- _PROBLEM TO SOLVE_:
For the listing below, output exactly the lines from the line with "Tag any visible gray graphic" up to and including the line with "Tag any visible brown", and no other lines.

═══

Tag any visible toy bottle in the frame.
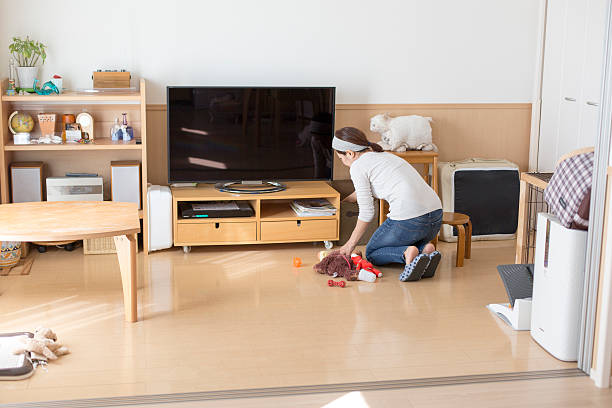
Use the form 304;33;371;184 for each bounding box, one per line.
111;118;121;141
121;113;134;142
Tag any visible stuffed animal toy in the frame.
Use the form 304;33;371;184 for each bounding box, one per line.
351;251;382;278
370;113;437;152
314;251;359;281
34;327;57;342
315;251;379;282
318;250;333;261
12;327;69;361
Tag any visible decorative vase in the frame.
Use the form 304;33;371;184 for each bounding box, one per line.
16;66;39;90
0;242;21;269
38;113;57;137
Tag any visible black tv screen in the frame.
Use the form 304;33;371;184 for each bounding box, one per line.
167;87;336;183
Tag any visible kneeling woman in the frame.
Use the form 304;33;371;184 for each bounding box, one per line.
334;127;443;281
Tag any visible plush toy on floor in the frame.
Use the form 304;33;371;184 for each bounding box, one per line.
315;251;380;282
314;251;358;281
318;250;332;262
351;251;382;278
12;327;69;361
370;113;437;152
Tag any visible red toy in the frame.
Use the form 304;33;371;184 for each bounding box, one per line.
328;279;346;288
293;257;302;267
351;253;382;278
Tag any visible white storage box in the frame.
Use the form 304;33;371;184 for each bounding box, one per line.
148;185;173;251
438;159;520;242
46;177;103;202
530;213;587;361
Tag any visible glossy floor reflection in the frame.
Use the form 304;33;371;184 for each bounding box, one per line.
0;240;575;403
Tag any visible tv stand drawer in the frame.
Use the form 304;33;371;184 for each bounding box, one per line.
177;221;256;244
260;219;337;242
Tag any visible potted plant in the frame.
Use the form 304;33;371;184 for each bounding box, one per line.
9;36;47;90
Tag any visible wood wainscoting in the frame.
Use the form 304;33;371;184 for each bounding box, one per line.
146;103;532;185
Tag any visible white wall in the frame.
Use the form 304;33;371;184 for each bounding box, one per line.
0;0;541;104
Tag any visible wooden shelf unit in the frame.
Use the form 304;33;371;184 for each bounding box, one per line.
0;79;149;252
4;139;142;151
2;91;142;103
172;181;340;247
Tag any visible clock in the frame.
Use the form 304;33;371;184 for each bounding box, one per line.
76;112;94;141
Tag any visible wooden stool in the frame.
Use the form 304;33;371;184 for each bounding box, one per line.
441;212;472;267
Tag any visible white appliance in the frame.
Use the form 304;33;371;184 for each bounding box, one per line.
46;177;103;202
147;185;173;251
111;161;141;209
10;162;44;202
487;299;532;331
531;213;588;361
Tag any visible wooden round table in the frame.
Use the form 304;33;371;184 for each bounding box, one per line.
0;201;141;322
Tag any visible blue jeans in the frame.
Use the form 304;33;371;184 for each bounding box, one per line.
366;209;442;266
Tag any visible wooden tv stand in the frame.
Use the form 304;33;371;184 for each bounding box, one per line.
172;181;340;252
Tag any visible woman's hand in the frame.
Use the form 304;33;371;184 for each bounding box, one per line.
340;219;370;258
338;242;355;258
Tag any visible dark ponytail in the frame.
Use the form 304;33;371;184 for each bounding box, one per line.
367;140;384;152
334;127;383;153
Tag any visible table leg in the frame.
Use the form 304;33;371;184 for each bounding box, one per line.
114;234;138;322
432;157;439;244
456;225;465;267
465;220;472;259
420;164;428;182
515;179;528;264
432;156;438;195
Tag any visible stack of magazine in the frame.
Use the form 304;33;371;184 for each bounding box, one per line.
290;199;336;217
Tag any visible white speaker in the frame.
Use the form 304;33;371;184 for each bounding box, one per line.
111;161;141;209
10;162;44;203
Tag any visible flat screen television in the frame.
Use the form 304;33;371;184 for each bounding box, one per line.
167;86;336;183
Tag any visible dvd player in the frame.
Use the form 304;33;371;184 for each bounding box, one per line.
179;201;254;219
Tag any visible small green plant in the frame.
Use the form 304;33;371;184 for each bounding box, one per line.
9;36;47;67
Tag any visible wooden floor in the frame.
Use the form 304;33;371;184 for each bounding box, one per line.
0;240;577;404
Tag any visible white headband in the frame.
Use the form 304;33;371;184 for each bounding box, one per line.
332;136;369;152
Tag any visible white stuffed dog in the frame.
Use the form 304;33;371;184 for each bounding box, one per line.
370;113;437;152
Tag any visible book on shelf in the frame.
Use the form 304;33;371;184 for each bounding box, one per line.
290;199;336;217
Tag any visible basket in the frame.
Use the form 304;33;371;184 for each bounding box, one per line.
0;242;22;268
83;236;116;255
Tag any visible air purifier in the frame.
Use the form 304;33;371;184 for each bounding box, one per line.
147;185;173;251
530;213;588;361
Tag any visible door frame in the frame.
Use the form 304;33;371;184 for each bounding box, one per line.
531;0;612;381
588;0;612;387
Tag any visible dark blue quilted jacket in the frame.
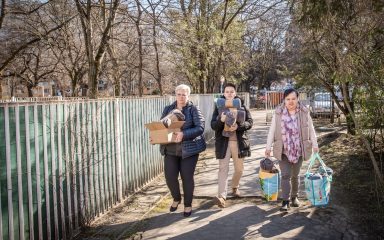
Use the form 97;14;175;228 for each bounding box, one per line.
160;101;206;159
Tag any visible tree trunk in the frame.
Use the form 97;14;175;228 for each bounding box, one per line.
150;4;163;95
75;0;120;99
198;0;208;94
345;104;356;135
28;86;33;97
341;82;355;134
71;73;77;97
198;51;207;93
88;62;98;98
135;0;143;97
27;81;36;97
105;45;121;97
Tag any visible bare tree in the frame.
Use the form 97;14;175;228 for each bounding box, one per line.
46;19;87;96
146;0;166;95
0;1;75;75
74;0;120;98
243;5;289;90
132;0;144;96
15;46;59;96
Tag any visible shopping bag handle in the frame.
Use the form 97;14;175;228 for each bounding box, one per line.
306;152;330;177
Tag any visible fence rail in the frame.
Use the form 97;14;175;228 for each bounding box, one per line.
0;93;249;240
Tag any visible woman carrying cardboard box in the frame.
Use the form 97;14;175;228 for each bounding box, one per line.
153;84;206;217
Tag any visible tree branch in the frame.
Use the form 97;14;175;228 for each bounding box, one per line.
0;14;76;73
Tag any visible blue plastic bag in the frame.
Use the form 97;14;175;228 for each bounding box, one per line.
304;153;332;206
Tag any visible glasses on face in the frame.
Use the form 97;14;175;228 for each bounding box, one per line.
176;93;188;97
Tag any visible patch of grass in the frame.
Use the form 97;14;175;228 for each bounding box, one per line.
152;196;172;213
319;133;384;237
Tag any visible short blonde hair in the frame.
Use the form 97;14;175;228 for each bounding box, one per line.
175;84;191;95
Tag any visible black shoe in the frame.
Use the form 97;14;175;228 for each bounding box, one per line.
280;200;290;212
183;207;192;217
170;201;181;212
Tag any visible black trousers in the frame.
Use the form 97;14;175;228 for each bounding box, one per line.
164;154;199;207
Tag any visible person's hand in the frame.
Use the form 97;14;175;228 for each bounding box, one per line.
174;132;184;142
149;137;154;145
228;123;238;131
220;112;226;122
313;147;319;153
265;149;271;158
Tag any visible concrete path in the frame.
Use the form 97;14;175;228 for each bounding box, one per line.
81;110;360;240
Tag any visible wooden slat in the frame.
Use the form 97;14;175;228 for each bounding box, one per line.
92;102;100;216
57;104;66;239
34;104;43;239
25;105;35;240
5;105;15;240
110;101;116;203
105;102;112;207
87;102;95;217
129;100;136;191
97;102;105;213
100;102;108;210
82;102;90;219
42;105;51;240
64;104;73;237
114;100;122;202
50;104;59;240
77;102;84;225
70;103;79;229
15;105;25;240
123;100;129;193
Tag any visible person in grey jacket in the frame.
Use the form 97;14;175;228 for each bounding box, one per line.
265;88;318;211
156;84;206;217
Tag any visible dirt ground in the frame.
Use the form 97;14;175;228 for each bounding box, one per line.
318;132;384;238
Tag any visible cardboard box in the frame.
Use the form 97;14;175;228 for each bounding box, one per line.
145;121;185;144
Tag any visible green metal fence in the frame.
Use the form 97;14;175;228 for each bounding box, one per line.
0;93;249;240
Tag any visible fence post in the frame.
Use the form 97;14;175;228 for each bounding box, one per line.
114;99;122;202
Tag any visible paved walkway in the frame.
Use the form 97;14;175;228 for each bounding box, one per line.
82;110;359;240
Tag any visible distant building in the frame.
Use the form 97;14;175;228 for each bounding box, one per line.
0;83;10;99
32;81;55;97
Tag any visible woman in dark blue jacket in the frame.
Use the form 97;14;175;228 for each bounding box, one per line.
158;84;206;217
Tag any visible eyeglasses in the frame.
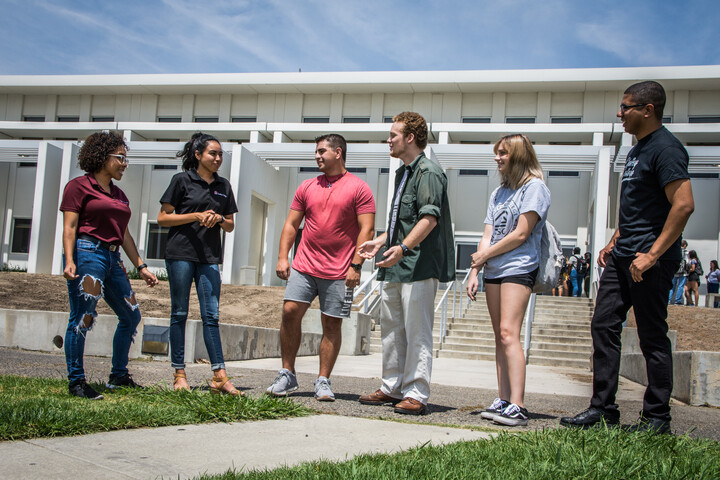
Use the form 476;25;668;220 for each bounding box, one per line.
619;103;648;113
108;154;128;165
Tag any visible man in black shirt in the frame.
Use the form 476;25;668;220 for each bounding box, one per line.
561;81;694;434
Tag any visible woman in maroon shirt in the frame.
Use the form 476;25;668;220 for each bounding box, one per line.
60;131;157;400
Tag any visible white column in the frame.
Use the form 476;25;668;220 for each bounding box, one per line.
438;131;450;144
385;157;401;230
590;146;612;298
52;142;79;275
593;132;604;146
28;141;64;274
273;131;290;143
221;144;243;284
1;162;17;266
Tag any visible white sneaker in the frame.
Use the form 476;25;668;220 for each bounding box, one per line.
314;376;335;402
266;368;298;396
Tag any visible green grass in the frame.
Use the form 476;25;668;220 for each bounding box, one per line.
194;427;720;480
0;375;311;441
127;267;169;281
1;263;27;272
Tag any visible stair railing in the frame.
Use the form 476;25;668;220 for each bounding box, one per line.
352;269;382;314
523;292;537;363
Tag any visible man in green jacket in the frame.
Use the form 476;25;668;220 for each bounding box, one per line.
358;111;455;415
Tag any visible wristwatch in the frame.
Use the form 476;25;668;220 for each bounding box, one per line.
137;263;148;271
350;263;362;272
217;215;225;224
399;243;410;256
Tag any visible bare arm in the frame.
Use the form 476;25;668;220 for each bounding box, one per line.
158;203;233;231
630;178;694;282
470;211;539;269
121;228;158;287
598;228;621;268
466;223;493;300
62;211;80;280
358;231;387;259
276;209;305;280
376;214;437;269
345;213;375;287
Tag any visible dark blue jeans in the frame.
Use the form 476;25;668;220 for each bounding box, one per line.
65;238;141;385
166;259;225;370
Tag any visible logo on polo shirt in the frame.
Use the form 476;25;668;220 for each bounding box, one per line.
213;190;227;198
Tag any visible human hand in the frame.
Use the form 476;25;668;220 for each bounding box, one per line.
630;252;657;282
597;244;613;268
375;245;402;268
470;250;487;270
357;239;382;259
63;263;79;280
276;258;291;280
466;276;479;301
345;267;361;288
140;268;159;287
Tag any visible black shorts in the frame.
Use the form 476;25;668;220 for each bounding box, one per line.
484;268;538;289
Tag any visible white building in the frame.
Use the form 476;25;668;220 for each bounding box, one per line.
1;66;718;295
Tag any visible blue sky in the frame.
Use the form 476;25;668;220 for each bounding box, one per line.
1;0;719;75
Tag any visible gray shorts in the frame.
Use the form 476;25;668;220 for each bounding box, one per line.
284;269;349;318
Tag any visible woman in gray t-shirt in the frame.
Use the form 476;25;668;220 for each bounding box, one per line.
466;134;551;427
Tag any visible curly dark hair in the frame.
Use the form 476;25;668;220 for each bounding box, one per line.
177;132;220;171
78;131;127;173
393;112;428;149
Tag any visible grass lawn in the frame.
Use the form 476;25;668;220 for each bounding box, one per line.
0;375;311;441
195;427;720;480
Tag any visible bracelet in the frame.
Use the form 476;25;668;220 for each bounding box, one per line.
137;263;148;271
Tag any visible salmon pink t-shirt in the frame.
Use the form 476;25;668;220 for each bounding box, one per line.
290;172;375;280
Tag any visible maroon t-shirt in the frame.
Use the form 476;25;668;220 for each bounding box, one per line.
60;174;131;245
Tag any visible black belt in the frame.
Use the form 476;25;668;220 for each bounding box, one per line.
78;234;120;252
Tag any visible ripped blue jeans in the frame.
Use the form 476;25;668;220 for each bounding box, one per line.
65;238;141;385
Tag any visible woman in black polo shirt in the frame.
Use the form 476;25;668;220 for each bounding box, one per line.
60;130;158;399
158;132;240;395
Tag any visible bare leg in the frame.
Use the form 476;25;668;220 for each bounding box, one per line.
498;283;532;407
212;367;239;394
280;300;311;372
174;368;189;390
485;284;509;401
318;314;342;378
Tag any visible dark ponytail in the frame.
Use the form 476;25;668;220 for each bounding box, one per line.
177;132;220;171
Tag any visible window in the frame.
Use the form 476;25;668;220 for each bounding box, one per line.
459;140;491;145
456;243;478;270
194;117;218;123
146;223;169;260
458;169;488;176
380;168;389;174
23;116;45;122
303;117;330;123
462;117;491;124
506;117;536;124
383;116;394;123
549;171;580;177
689;173;719;179
231;116;257;123
299;167;320;173
347;168;367;173
18;162;36;167
342;117;370;123
92;116;114;122
57;116;80;122
662;116;672;124
153;165;177;170
158;116;182;123
551;117;582;124
11;218;31;254
688;116;720;123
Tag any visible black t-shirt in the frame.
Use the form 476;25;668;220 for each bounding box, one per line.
614;127;689;261
160;169;238;264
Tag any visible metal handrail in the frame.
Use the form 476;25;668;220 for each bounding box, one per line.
435;269;473;345
352;269;382;314
523;293;537;363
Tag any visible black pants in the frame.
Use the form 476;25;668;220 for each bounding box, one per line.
590;253;678;421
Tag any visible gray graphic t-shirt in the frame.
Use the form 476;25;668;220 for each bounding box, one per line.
483;178;551;279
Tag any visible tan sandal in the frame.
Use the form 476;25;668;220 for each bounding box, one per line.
173;371;190;391
209;375;243;396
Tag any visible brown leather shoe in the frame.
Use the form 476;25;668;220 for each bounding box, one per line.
359;389;401;405
394;397;427;415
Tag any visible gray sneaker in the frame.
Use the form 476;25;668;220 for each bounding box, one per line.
266;368;298;396
480;398;509;420
314;376;335;402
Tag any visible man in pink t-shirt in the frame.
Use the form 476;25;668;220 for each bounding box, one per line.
267;134;375;401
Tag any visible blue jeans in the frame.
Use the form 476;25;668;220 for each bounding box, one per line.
65;238;141;385
570;269;580;296
166;260;225;370
668;275;686;305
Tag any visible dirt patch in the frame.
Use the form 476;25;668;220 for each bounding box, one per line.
1;272;718;351
0;272;288;330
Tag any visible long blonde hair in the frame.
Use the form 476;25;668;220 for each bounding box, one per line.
494;134;544;189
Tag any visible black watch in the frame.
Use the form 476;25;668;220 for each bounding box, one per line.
217;215;225;224
350;263;362;272
399;243;410;256
137;263;148;271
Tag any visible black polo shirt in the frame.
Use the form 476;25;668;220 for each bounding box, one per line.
160;169;238;264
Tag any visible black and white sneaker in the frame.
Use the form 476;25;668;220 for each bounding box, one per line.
106;373;142;390
68;380;104;400
494;403;529;426
480;398;509;420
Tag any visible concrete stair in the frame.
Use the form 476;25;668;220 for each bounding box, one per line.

═══

- _EXERCISE RESPONSE_:
Tag any visible gray graphic t-shirt in the frame.
Use the form 476;25;668;220 for each bounding box, one per line.
483;178;551;279
Tag any visible tan sandal in the frame.
Use the form 476;25;668;220 for each bounding box, one per line.
173;371;190;391
209;375;243;396
Tag any visible brown leather shoe in the frame.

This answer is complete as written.